◆ **Aim of the task**
Transcribe each record exactly as it appears.

◆ **Dataset content**
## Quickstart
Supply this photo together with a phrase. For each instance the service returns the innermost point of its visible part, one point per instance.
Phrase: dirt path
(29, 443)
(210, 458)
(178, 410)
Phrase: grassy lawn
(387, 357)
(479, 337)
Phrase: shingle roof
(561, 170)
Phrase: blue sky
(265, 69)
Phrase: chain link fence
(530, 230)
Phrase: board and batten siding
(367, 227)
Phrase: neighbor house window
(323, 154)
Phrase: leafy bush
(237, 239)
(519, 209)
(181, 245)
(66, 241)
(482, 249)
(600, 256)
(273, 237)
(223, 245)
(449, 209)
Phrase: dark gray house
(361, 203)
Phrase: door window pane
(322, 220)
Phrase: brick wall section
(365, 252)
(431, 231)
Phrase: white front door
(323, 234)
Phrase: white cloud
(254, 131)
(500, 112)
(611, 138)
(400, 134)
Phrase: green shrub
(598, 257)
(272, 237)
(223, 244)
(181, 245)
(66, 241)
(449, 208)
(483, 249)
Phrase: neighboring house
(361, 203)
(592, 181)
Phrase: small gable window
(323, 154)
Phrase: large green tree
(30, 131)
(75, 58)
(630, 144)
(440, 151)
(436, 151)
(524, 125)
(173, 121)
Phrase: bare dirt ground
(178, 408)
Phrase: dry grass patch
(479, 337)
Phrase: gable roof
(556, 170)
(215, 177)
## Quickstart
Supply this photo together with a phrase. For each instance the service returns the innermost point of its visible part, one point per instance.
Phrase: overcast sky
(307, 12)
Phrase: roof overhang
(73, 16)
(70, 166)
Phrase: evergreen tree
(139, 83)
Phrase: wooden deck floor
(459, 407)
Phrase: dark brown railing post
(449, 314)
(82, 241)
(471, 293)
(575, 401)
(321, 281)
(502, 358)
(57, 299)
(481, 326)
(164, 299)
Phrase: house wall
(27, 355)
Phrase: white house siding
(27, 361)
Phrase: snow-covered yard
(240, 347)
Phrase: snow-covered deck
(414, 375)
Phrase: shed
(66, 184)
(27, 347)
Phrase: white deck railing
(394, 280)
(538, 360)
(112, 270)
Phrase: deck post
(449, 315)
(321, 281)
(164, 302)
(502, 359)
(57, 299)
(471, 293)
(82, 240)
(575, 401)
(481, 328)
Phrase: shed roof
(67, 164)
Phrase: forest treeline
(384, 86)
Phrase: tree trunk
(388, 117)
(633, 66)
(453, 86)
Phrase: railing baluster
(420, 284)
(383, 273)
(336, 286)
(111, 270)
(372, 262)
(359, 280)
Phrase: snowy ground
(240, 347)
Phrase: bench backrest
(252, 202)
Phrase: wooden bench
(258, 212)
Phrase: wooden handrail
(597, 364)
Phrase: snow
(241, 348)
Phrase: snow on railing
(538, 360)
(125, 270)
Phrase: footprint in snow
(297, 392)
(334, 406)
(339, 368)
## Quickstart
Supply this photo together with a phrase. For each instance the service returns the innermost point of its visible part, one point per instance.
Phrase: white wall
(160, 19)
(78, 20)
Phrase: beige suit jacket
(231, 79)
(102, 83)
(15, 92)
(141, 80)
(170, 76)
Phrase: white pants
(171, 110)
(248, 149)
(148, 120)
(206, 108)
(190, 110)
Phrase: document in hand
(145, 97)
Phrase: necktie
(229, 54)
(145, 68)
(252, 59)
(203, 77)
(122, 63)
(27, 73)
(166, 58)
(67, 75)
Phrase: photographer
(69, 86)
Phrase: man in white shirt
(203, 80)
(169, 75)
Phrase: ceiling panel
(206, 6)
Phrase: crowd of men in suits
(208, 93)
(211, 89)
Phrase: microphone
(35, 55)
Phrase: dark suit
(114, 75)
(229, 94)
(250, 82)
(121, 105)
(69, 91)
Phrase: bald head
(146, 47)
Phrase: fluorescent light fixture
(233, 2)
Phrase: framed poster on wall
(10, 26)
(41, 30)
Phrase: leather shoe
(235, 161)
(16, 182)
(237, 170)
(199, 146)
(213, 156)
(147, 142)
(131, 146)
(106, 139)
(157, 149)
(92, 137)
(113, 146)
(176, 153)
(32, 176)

◆ **Task solution**
## Quickstart
Supply this photo together with a phrase. For each instance the service returns the innermost point of its visible part, one point per instance.
Phrase: dirt path
(29, 443)
(210, 458)
(178, 410)
Phrase: grassy lawn
(387, 357)
(479, 337)
Phrase: shingle roof
(561, 170)
Phrase: blue sky
(265, 69)
Phrase: chain link fence
(530, 230)
Phrase: board and batten siding
(367, 227)
Phrase: neighbor house window
(323, 154)
Phrase: leafy bush
(237, 239)
(519, 209)
(181, 245)
(66, 241)
(482, 249)
(600, 256)
(273, 237)
(223, 245)
(449, 209)
Phrase: dark gray house
(361, 203)
Phrase: door window pane
(322, 220)
Phrase: brick wall section
(365, 252)
(431, 231)
Phrase: white front door
(323, 234)
Phrase: white cloud
(254, 131)
(500, 112)
(611, 138)
(400, 134)
Phrase: green shrub
(598, 257)
(272, 237)
(223, 244)
(181, 245)
(66, 241)
(449, 208)
(483, 249)
Phrase: neighboring house
(361, 203)
(592, 181)
Phrase: small gable window
(323, 154)
Phrase: large green tree
(30, 131)
(75, 58)
(630, 144)
(440, 151)
(436, 151)
(524, 125)
(173, 121)
Phrase: bare dirt ground
(178, 408)
Phrase: dry grass patch
(479, 337)
Phrase: gable roof
(556, 170)
(215, 177)
## Quickstart
Supply this photo together with a phrase. For each instance the service returns the innermost point of its visible part, one point per instance.
Phrase: overcast sky
(307, 12)
Phrase: roof overhang
(73, 16)
(70, 166)
Phrase: evergreen tree
(139, 83)
Phrase: wooden deck floor
(459, 407)
Phrase: dark brown railing post
(449, 314)
(82, 241)
(471, 293)
(575, 401)
(321, 281)
(502, 358)
(57, 299)
(481, 326)
(164, 299)
Phrase: house wall
(27, 355)
Phrase: white house siding
(27, 361)
Phrase: snow-covered yard
(240, 347)
Phrase: snow-covered deck
(414, 375)
Phrase: shed
(66, 184)
(27, 347)
Phrase: white deck railing
(394, 280)
(538, 360)
(112, 270)
Phrase: deck post
(449, 315)
(321, 281)
(164, 302)
(502, 359)
(57, 299)
(471, 293)
(82, 240)
(575, 401)
(481, 328)
Phrase: shed roof
(67, 164)
Phrase: forest treeline
(384, 86)
Phrase: tree trunk
(388, 117)
(633, 66)
(453, 86)
Phrase: railing baluster
(420, 284)
(383, 273)
(336, 286)
(111, 270)
(372, 262)
(359, 280)
Phrase: snowy ground
(240, 347)
Phrase: bench backrest
(252, 202)
Phrase: wooden bench
(258, 212)
Phrase: wooden handrail
(597, 364)
Phrase: snow
(241, 348)
Phrase: snow on railing
(538, 360)
(125, 270)
Phrase: footprint in snow
(297, 392)
(334, 406)
(339, 368)
## Quickstart
Supply this photo together with a phrase. For each instance the service returns the innermost point of its visible part, one point per instance.
Phrase: white wall
(160, 19)
(78, 20)
Phrase: beige suit jacket
(231, 79)
(102, 83)
(15, 92)
(141, 80)
(170, 76)
Phrase: white pants
(171, 110)
(248, 149)
(148, 120)
(206, 108)
(190, 110)
Phrase: document in hand
(145, 97)
Phrase: necktie
(229, 54)
(145, 68)
(252, 59)
(203, 77)
(122, 63)
(27, 73)
(166, 58)
(67, 75)
Phrase: photographer
(69, 86)
Phrase: man in white shirt
(203, 80)
(169, 75)
Phrase: ceiling panel
(206, 6)
Phrase: crowd of men in suits
(208, 93)
(211, 89)
Phrase: microphone
(35, 55)
Phrase: dark suit
(114, 75)
(229, 94)
(250, 82)
(121, 105)
(69, 91)
Phrase: bald head
(146, 47)
Phrase: fluorescent light fixture
(233, 2)
Phrase: framed poster on wall
(10, 26)
(41, 30)
Phrase: leather shoe
(235, 161)
(16, 182)
(237, 170)
(199, 146)
(213, 156)
(147, 142)
(131, 146)
(106, 139)
(157, 149)
(92, 137)
(113, 146)
(176, 153)
(32, 176)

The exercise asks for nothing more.